## Instruction
Replace "with a dot" with "with a marker" throughout the material below, leaving everything else unchanged, and omit the pictures from your answer.

## Supplied information
◇ ◇ ◇ ◇ ◇ ◇ ◇
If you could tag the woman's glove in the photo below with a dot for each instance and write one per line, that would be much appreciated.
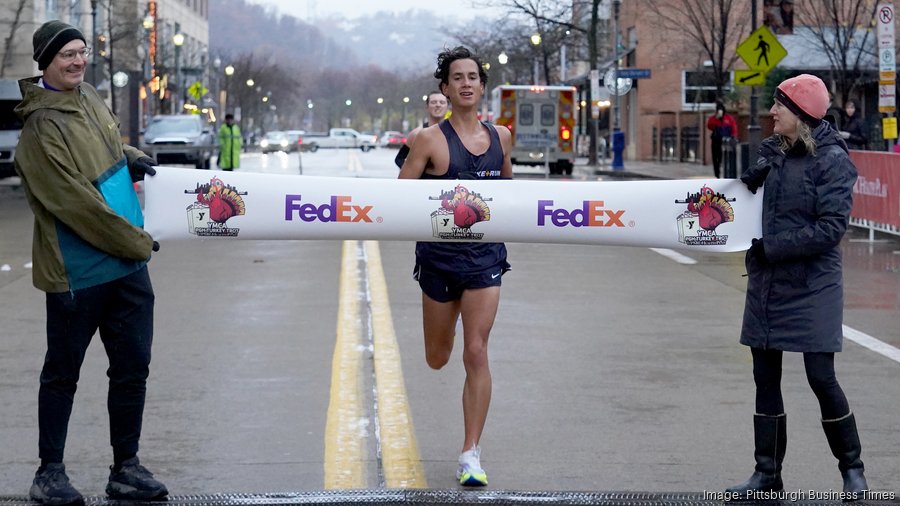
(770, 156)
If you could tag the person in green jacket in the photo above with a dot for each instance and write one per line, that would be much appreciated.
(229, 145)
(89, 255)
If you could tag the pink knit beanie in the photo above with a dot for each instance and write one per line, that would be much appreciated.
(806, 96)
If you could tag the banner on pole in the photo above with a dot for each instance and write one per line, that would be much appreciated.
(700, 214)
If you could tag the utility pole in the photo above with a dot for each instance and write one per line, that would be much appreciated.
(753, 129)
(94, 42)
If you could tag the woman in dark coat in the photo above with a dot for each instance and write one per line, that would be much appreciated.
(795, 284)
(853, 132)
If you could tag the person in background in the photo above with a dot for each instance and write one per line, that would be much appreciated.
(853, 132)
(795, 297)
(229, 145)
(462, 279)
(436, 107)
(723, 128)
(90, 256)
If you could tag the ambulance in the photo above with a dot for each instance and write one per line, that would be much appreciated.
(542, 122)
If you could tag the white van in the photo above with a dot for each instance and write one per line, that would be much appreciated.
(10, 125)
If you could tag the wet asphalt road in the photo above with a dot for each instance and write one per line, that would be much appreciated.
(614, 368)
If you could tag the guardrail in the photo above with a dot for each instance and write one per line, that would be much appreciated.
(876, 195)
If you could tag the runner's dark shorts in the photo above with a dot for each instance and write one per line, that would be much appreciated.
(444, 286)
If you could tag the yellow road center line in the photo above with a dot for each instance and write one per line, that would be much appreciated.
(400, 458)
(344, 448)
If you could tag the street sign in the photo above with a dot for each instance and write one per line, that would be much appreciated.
◇ ◇ ◇ ◇ ◇ ◇ ◇
## Exercise solution
If you could tag the woman's glove in the photo below with a marker for each instance and write one per line, that would be much appreciated.
(770, 156)
If you could tag the person in green jacket in the photo above with a marker for each instance and write one per line, that would be much appreciated.
(229, 145)
(89, 255)
If you could tag the pink knit beanie in the photo above with a marker for each instance and write one per line, that would be much appreciated.
(806, 96)
If you could tag the banner on pole in the photo above with a marker for each instance and write one per line, that would be much appreciated.
(700, 214)
If you could tag the utility pole in the photo above with a marker for each instance and write one per line, that would be much appreciated.
(753, 129)
(94, 42)
If you could tag the woman in dark coat in the photo above with a marker for each instance and write one per line, that would be much appreciated.
(795, 284)
(853, 132)
If you could tag the person in background in the photo above with a marker for each instance and write one per line, that would be much appreciated.
(853, 132)
(795, 297)
(229, 145)
(462, 279)
(436, 107)
(723, 128)
(90, 256)
If you could tag the ambulance in the photo above with a marker for each instance and write one per line, that would be much appreciated.
(542, 122)
If you could tag the white van in the photo above with a marker for each instance and write one per line, that would be much appreciated.
(10, 125)
If you could tag the wet asphalt road in the photo above with a marker for each instance and write one per line, that would be much appreciated.
(614, 368)
If you could tag the guardrail in the photo above with a marker for each instance and write one per line, that would be much appreciated.
(876, 195)
If you could tag the runner's dark shorts in the photo above with a marker for each instance and write one per line, that would be much appreciated.
(444, 286)
If you could tag the yellow road center line in the photo above with a marker for each instance and write one per line, that would be much appreciated.
(400, 458)
(344, 448)
If you could tag the street sign in the photo above with a marker for each instance and write one per line, that would be much appreciated.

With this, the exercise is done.